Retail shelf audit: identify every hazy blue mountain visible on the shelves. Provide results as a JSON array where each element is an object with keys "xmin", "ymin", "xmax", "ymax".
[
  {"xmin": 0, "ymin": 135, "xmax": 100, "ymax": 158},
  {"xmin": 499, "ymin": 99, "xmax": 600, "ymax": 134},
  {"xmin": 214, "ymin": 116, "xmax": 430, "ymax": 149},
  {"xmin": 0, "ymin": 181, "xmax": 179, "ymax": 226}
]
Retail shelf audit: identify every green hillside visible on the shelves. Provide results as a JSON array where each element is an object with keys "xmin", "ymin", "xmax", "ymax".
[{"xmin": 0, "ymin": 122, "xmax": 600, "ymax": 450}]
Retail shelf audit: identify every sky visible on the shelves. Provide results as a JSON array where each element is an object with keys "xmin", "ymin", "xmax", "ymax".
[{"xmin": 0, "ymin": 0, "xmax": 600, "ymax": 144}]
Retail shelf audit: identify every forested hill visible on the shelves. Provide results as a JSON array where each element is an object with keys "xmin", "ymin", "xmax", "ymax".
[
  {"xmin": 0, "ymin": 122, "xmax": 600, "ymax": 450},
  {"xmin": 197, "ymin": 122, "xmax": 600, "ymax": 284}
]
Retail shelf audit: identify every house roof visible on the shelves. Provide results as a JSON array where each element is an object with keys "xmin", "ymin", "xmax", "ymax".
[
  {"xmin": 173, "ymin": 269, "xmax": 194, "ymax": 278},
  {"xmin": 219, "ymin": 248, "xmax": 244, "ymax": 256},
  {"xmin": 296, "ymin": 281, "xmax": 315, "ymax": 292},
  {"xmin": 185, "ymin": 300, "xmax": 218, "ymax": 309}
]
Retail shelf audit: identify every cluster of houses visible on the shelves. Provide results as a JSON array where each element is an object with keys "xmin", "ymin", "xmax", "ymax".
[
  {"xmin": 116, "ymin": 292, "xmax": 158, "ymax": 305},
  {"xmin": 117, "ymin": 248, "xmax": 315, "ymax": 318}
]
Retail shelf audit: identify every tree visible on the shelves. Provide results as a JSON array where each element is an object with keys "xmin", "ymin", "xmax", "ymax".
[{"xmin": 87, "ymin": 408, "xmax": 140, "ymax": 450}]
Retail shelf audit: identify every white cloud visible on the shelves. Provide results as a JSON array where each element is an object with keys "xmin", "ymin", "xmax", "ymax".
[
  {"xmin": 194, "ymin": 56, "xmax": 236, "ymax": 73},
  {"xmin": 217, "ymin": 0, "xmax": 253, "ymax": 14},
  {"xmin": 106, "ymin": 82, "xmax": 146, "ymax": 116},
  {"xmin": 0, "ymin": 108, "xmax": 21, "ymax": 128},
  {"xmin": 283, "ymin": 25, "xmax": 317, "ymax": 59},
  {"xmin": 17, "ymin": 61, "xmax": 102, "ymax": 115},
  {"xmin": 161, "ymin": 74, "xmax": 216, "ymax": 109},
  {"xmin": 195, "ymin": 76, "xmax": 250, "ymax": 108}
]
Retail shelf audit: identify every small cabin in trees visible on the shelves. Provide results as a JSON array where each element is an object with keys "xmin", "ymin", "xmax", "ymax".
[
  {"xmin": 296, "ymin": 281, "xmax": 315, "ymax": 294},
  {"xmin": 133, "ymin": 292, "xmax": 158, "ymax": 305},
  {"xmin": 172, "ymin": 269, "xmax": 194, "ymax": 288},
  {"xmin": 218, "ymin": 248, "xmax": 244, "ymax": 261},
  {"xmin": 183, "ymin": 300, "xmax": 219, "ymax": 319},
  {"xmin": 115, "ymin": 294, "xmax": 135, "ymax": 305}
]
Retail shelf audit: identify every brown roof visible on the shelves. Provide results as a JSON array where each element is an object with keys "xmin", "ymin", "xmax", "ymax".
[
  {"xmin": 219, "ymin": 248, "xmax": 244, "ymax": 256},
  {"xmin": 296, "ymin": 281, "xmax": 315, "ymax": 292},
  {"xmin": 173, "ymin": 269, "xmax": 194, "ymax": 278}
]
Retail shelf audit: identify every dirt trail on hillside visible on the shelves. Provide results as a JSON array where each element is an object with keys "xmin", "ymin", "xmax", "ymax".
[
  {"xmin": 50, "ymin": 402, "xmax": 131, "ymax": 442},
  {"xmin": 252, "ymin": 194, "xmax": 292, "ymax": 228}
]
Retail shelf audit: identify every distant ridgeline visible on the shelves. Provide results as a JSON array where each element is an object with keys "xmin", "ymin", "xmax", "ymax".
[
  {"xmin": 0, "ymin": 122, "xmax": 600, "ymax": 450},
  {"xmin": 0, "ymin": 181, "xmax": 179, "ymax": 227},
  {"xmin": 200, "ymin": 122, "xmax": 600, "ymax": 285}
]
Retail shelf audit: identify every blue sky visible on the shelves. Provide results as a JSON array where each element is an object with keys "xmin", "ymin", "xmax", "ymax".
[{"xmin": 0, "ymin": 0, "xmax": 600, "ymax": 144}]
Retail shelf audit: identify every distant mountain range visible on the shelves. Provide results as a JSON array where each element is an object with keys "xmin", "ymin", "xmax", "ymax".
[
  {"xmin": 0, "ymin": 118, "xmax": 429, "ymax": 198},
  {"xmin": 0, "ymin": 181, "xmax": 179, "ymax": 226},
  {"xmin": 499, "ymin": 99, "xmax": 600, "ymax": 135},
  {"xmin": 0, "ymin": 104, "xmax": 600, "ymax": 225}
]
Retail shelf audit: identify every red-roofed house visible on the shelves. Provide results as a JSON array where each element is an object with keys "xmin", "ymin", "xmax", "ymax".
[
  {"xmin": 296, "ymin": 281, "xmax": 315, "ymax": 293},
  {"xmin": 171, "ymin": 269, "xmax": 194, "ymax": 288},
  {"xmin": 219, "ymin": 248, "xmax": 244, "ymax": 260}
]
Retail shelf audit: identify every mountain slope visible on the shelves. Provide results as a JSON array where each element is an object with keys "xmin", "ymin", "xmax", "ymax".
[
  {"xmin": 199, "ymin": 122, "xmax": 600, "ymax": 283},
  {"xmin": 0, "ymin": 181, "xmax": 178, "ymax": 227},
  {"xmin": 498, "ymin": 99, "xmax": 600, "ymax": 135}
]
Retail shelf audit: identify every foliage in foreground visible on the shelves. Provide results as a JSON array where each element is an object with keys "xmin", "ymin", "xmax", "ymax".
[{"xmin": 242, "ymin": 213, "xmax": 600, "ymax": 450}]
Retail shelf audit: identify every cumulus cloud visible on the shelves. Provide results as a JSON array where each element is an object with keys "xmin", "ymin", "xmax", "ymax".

» **WHAT YOU WILL DO**: Make an exact copy of the listing, including every line.

» **RESULT BELOW**:
Retail shelf audit: identify every hazy blue mountain visible on the shelves. Provide results as a JSON array where each element is an object with keys "xmin", "ymin", "xmax", "ymax".
[
  {"xmin": 0, "ymin": 135, "xmax": 100, "ymax": 158},
  {"xmin": 499, "ymin": 99, "xmax": 600, "ymax": 134},
  {"xmin": 214, "ymin": 116, "xmax": 430, "ymax": 149},
  {"xmin": 0, "ymin": 181, "xmax": 179, "ymax": 226}
]
Retail shelf audit: identify every green hillside visible on the shelves. Provide results as a JSON array where each element is an object with keys "xmin", "ymin", "xmax", "ymax".
[{"xmin": 0, "ymin": 122, "xmax": 600, "ymax": 450}]
Retail shelf audit: identify every sky visible on the shelves. Provide results as a JSON array where each element is an object with keys "xmin", "ymin", "xmax", "ymax".
[{"xmin": 0, "ymin": 0, "xmax": 600, "ymax": 144}]
Retail shelf audit: identify every forested hill visible on the shelves. Provide results as a JSON array where each element is an object with keys "xmin", "ymin", "xmax", "ymax".
[
  {"xmin": 0, "ymin": 122, "xmax": 600, "ymax": 450},
  {"xmin": 197, "ymin": 122, "xmax": 600, "ymax": 284}
]
Retail shelf audit: identify every house roof visible on the shelves. Provide results as a JSON array where each element is an object with keys "xmin", "ymin", "xmax", "ymax".
[
  {"xmin": 173, "ymin": 269, "xmax": 194, "ymax": 278},
  {"xmin": 219, "ymin": 248, "xmax": 244, "ymax": 256},
  {"xmin": 296, "ymin": 281, "xmax": 315, "ymax": 292},
  {"xmin": 185, "ymin": 300, "xmax": 218, "ymax": 309}
]
Retail shelf audit: identify every cluster of houses visible on the shelves. Provide results as a JSON array where each element is an object with keys "xmin", "ymin", "xmax", "ymax".
[
  {"xmin": 116, "ymin": 292, "xmax": 158, "ymax": 305},
  {"xmin": 117, "ymin": 248, "xmax": 315, "ymax": 318}
]
Retail shelf audit: identify every tree visible on the shelves. Provide results as a JSON array where each element is an object with keys "xmin", "ymin", "xmax", "ymax".
[{"xmin": 87, "ymin": 408, "xmax": 140, "ymax": 450}]
Retail shelf audit: identify every white cloud visible on the shelves. Provide results as a JSON array where each element is an object with keys "xmin", "ymin", "xmax", "ymax".
[
  {"xmin": 194, "ymin": 56, "xmax": 236, "ymax": 73},
  {"xmin": 217, "ymin": 0, "xmax": 253, "ymax": 14},
  {"xmin": 106, "ymin": 82, "xmax": 146, "ymax": 116},
  {"xmin": 0, "ymin": 108, "xmax": 21, "ymax": 128},
  {"xmin": 283, "ymin": 25, "xmax": 317, "ymax": 59},
  {"xmin": 17, "ymin": 61, "xmax": 102, "ymax": 115},
  {"xmin": 161, "ymin": 74, "xmax": 216, "ymax": 109},
  {"xmin": 195, "ymin": 76, "xmax": 250, "ymax": 108}
]
Retail shelf audit: identify every small cabin in trees visible on the shelves. Provide results as a JSON array where each element is an object with keys "xmin", "ymin", "xmax", "ymax".
[
  {"xmin": 296, "ymin": 281, "xmax": 315, "ymax": 294},
  {"xmin": 133, "ymin": 292, "xmax": 158, "ymax": 305},
  {"xmin": 172, "ymin": 269, "xmax": 194, "ymax": 288},
  {"xmin": 218, "ymin": 248, "xmax": 244, "ymax": 261},
  {"xmin": 183, "ymin": 300, "xmax": 219, "ymax": 319},
  {"xmin": 115, "ymin": 294, "xmax": 135, "ymax": 305}
]
Retail shelf audit: identify every brown roof visible on the shelves. Provide results as a JSON array where each element is an object with keys "xmin", "ymin", "xmax", "ymax".
[
  {"xmin": 219, "ymin": 248, "xmax": 244, "ymax": 256},
  {"xmin": 296, "ymin": 281, "xmax": 315, "ymax": 292},
  {"xmin": 173, "ymin": 269, "xmax": 194, "ymax": 278}
]
Retail shelf audit: identify every dirt trail on hillside visible on the shelves. Provide results as a JSON array where each element is an object with keys "xmin", "ymin", "xmax", "ymax".
[
  {"xmin": 50, "ymin": 402, "xmax": 131, "ymax": 442},
  {"xmin": 252, "ymin": 194, "xmax": 292, "ymax": 228}
]
Retail shelf audit: identify every distant ridgeline visible on the shelves. Provide results as a JSON array where each element is an object with keys "xmin", "ymin", "xmax", "ymax".
[
  {"xmin": 0, "ymin": 122, "xmax": 600, "ymax": 450},
  {"xmin": 0, "ymin": 181, "xmax": 179, "ymax": 227},
  {"xmin": 200, "ymin": 122, "xmax": 600, "ymax": 285}
]
Retail shelf audit: identify every blue sky visible on the shelves. Provide results as a JSON array where each element is an object with keys "xmin", "ymin", "xmax", "ymax".
[{"xmin": 0, "ymin": 0, "xmax": 600, "ymax": 144}]
Retail shelf audit: identify every distant mountain range visible on the shelves. Provide results as a JSON array where each element is an object with keys "xmin", "ymin", "xmax", "ymax".
[
  {"xmin": 0, "ymin": 118, "xmax": 429, "ymax": 198},
  {"xmin": 0, "ymin": 181, "xmax": 179, "ymax": 226},
  {"xmin": 499, "ymin": 99, "xmax": 600, "ymax": 135},
  {"xmin": 0, "ymin": 104, "xmax": 600, "ymax": 225}
]
Retail shelf audit: identify every red-roofed house visible on the shelves. Provide results as a JSON array where each element is an object with keys "xmin", "ymin", "xmax", "ymax".
[
  {"xmin": 296, "ymin": 281, "xmax": 315, "ymax": 293},
  {"xmin": 171, "ymin": 269, "xmax": 194, "ymax": 288},
  {"xmin": 219, "ymin": 248, "xmax": 244, "ymax": 260}
]
Retail shelf audit: identify every mountain slope visible on the shelves. Provide results as a JSON array where each element is an object with keys "xmin", "ymin", "xmax", "ymax".
[
  {"xmin": 199, "ymin": 122, "xmax": 600, "ymax": 283},
  {"xmin": 0, "ymin": 181, "xmax": 178, "ymax": 227},
  {"xmin": 498, "ymin": 99, "xmax": 600, "ymax": 135}
]
Retail shelf audit: identify every foliage in foreground visible on the shelves. Provide results as a JSON array where each element is an object with keys "xmin", "ymin", "xmax", "ymax".
[{"xmin": 242, "ymin": 213, "xmax": 600, "ymax": 450}]
Retail shelf audit: identify every cumulus cloud visible on the shelves. Provide results as a JSON array where each element is an object with keys "xmin", "ymin", "xmax", "ymax".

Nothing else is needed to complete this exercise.